• **Task instructions**: Extract every line of the records below that contains the string "hair", matching case exactly.

• **Records for processing**:
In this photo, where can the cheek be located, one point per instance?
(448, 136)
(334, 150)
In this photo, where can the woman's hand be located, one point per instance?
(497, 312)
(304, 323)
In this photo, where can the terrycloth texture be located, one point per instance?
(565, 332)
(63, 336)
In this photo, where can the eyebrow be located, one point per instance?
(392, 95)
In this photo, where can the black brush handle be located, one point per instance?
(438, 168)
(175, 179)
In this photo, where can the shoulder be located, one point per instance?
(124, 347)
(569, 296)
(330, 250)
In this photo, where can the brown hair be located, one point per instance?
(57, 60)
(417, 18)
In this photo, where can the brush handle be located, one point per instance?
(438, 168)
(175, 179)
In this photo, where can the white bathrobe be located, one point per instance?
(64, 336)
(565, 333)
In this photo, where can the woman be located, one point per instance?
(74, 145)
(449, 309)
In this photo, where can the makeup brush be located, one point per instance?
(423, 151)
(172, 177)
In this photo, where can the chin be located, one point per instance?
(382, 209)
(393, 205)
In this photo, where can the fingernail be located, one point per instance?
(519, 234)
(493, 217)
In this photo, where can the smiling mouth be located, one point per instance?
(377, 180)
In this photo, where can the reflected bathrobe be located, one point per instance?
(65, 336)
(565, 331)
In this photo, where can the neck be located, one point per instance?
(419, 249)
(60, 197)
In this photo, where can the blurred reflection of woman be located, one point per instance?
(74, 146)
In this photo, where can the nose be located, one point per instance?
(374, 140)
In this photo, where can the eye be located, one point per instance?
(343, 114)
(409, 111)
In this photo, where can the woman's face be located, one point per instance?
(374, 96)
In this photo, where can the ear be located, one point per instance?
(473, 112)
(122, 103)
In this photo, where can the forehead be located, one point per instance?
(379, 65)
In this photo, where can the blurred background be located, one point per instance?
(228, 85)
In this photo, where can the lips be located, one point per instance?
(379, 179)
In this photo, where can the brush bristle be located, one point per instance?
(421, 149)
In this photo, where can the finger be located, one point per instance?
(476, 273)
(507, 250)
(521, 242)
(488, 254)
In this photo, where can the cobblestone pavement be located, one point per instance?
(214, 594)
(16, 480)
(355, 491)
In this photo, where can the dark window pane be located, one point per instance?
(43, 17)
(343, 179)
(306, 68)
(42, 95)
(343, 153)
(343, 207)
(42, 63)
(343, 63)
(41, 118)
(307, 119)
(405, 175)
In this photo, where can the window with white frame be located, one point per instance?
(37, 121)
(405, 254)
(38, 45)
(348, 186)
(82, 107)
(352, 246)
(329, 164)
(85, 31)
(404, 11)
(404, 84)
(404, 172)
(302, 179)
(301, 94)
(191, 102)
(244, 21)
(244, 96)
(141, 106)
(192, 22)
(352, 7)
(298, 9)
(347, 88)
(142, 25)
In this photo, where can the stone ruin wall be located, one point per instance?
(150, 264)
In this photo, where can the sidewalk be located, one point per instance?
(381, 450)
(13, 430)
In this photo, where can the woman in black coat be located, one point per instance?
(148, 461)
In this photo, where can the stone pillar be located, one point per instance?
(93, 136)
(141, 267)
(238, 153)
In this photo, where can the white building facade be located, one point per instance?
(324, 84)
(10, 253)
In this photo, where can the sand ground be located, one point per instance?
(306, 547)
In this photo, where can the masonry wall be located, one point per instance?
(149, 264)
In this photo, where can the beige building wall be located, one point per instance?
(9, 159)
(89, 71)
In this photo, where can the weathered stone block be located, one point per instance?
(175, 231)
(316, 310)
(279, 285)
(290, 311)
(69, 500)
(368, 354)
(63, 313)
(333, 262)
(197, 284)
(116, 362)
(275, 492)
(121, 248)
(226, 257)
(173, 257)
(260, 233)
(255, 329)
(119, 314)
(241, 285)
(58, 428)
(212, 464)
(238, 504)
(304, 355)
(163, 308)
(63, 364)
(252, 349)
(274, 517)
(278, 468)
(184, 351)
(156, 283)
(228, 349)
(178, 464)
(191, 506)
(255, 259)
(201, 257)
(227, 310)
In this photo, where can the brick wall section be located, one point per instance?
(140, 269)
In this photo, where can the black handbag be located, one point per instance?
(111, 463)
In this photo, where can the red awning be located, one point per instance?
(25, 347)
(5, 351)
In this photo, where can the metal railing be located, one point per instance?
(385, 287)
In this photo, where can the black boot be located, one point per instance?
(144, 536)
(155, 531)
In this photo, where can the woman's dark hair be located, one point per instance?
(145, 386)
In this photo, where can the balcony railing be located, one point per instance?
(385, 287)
==
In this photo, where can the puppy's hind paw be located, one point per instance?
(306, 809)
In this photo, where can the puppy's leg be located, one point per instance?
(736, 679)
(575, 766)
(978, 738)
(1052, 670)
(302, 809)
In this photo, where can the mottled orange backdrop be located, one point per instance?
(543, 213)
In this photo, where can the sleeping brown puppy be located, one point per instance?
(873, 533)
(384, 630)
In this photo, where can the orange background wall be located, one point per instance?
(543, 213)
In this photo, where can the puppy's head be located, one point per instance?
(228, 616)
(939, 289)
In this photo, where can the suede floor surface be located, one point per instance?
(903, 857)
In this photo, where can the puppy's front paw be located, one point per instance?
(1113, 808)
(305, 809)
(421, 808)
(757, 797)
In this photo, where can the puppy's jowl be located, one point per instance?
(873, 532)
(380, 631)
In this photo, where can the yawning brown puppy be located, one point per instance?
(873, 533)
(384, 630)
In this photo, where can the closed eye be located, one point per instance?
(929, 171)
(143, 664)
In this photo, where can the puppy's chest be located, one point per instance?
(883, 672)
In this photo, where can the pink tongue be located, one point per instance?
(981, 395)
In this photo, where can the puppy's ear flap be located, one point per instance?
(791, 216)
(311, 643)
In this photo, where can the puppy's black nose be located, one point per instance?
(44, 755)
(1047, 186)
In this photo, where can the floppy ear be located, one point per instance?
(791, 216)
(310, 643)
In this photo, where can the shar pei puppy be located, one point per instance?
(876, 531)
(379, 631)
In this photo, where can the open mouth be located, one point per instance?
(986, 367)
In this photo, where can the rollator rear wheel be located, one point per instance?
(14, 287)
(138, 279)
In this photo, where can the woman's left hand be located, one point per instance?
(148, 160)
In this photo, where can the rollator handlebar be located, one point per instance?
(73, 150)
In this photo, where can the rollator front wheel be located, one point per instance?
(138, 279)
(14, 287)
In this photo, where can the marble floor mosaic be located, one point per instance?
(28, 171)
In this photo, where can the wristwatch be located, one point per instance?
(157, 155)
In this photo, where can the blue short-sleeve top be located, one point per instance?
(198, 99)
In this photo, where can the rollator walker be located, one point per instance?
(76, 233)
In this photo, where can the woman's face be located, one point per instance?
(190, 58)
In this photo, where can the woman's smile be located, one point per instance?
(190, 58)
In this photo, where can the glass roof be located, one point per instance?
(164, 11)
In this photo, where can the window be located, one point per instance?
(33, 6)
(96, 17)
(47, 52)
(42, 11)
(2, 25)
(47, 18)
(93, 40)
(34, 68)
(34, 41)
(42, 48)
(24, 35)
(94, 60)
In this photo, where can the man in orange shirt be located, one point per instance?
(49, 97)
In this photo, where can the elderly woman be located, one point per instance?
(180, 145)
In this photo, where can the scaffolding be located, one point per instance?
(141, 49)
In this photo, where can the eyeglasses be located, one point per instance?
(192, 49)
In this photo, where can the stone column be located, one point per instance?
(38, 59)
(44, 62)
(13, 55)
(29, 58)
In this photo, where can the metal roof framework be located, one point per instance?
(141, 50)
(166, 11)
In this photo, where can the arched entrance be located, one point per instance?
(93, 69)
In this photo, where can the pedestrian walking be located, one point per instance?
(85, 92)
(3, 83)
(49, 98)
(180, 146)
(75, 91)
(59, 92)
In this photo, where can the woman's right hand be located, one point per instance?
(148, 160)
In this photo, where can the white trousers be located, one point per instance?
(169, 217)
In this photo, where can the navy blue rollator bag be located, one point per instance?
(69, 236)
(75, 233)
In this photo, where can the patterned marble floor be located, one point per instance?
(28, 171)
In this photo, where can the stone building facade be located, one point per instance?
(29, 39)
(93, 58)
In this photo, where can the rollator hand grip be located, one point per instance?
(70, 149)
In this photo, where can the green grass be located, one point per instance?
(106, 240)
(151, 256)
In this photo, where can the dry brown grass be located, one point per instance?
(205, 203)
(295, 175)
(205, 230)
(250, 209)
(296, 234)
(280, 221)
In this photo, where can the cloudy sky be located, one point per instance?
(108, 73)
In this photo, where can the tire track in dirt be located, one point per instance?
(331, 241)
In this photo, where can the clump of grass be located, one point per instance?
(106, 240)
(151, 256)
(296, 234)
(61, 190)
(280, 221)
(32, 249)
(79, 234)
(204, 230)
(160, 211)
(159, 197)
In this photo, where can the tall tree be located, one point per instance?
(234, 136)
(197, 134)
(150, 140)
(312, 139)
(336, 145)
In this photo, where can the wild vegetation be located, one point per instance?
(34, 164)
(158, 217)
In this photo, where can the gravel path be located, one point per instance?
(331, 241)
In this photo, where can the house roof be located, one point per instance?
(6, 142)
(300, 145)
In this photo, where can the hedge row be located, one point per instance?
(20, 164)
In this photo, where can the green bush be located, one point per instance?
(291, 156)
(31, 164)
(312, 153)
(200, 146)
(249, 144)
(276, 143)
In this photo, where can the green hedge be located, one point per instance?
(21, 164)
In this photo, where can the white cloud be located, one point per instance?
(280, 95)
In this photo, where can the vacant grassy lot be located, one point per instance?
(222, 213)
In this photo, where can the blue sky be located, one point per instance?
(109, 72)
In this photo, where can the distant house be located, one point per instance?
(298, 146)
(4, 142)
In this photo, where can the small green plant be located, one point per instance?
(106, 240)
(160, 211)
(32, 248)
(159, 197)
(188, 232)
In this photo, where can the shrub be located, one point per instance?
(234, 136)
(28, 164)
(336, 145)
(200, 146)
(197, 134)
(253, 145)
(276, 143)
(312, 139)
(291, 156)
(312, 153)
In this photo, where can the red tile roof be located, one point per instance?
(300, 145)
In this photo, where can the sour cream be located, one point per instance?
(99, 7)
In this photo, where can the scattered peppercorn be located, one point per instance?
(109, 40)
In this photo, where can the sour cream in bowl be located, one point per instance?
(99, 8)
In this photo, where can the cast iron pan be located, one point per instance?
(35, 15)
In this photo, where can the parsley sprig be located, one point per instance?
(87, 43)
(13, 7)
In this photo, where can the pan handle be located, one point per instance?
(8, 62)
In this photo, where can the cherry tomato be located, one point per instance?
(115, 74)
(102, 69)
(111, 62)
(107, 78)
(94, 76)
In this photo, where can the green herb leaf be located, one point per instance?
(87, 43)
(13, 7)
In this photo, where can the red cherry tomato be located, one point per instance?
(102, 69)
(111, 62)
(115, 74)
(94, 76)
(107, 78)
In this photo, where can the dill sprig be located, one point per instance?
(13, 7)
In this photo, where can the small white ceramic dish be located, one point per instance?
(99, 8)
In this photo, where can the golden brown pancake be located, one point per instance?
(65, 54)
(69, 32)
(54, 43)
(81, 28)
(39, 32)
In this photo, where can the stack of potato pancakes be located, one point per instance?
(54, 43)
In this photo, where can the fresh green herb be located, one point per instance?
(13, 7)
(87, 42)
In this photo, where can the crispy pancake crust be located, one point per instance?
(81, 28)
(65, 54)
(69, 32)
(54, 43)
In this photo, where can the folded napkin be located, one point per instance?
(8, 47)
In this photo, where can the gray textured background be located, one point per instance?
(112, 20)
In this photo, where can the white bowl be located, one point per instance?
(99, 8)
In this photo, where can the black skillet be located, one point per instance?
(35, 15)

• **Full output**:
In this photo, where can the brown hair be located, one point per instance?
In this photo, where can the woman's dark hair be located, one point per instance?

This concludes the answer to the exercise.